▶ **SELECTION**
As I said at the start – a quandary.

RHPP – Renewable Heat Premium Payment

RHI – Renewable Heat Incentive

Some more links on ASHP from the archive:

New StatesmenOliver Tickell on No Hands to the pump (pointing out the flaw in the carbon argument when comparing to gas)

Mark Brinkley on dropping oil based heating and the consequences on heat delivery (i.e. radiators)

Finally a great (long article) from Geo Dynamics on pros and cons of ASHP (which unfortunately seems to have disappeared – anyone got a link?)

  • Keyur Vadodaria

    Checkout our research project http://www.CALEBRE.org.uk.
    Our research partners ar Warwick and ulster have modified, redesigned and tested gas and electric ASHPs in lab and soon in test houses. They are designed to work with existing radiator systems hence not requiring disruptive underfloor heating. COPs of 1.35 for gas and 3.5 for electric. Gas fired system is seen as a ‘transition’ technology until the UK grid is capable of supporting a switch to an ‘all electric’ system.

▶ **SUPPLIED DATA**

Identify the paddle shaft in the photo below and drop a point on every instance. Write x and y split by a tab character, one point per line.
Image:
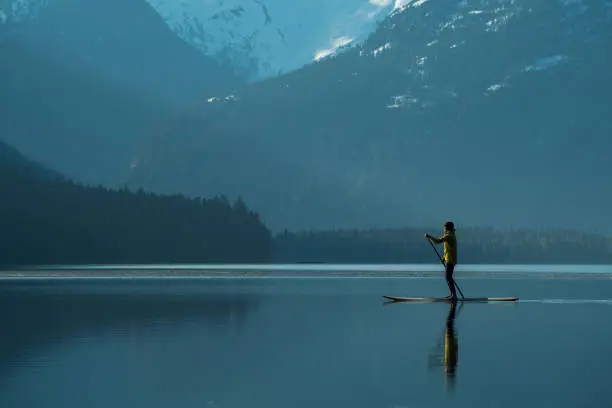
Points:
444	263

▶ **REQUIRED ACTIONS**
a – Repeat the heat pump post word for word, everything from "Finally a great" down to "an ‘all electric’ system.".
b – Carry on writing the heat pump post from its final sentence.

▶ **ANSWERS TO EACH TASK**
a –
Finally a great (long article) from Geo Dynamics on pros and cons of ASHP (which unfortunately seems to have disappeared – anyone got a link?)

  • Keyur Vadodaria

    Checkout our research project http://www.CALEBRE.org.uk.
    Our research partners ar Warwick and ulster have modified, redesigned and tested gas and electric ASHPs in lab and soon in test houses. They are designed to work with existing radiator systems hence not requiring disruptive underfloor heating. COPs of 1.35 for gas and 3.5 for electric. Gas fired system is seen as a ‘transition’ technology until the UK grid is capable of supporting a switch to an ‘all electric’ system.

b –
    Many thanks,
    Keyur Vadodaria

  • http://twitter.com/linniR Linn Rafferty

    Mel, let me reassure you about ASHP in SAP methodology.  Although part L 2010 artificially boosts electric based heating, and this is implemented in SAP software, this is only done for assessment of Part L compliance, NOT for the SAP rating.I know it’s fashionable to knock SAP & EPCs (eg Affinity Sutton’s report bit.ly/qqpb1Y ) but many of its so-called shortcomings are due to poor application by the user, not the method itself; or simply misunderstandings on the part of the one doing the knocking.

  • http://profiles.google.com/robert.irving Bob Irving

    One of the problems, as far as I see it, is that it is not easy to tell whether a heat pump is going to perform OK or whether it is performing OK without quite a lot of data collection. I think that heat pump manufacturers ought to be required to include the measuring and monitoring equipment in the heat pumps. If applied to all hp’s, this would not add much to the price and would not add much extra complexity to already complicated electronic controllers.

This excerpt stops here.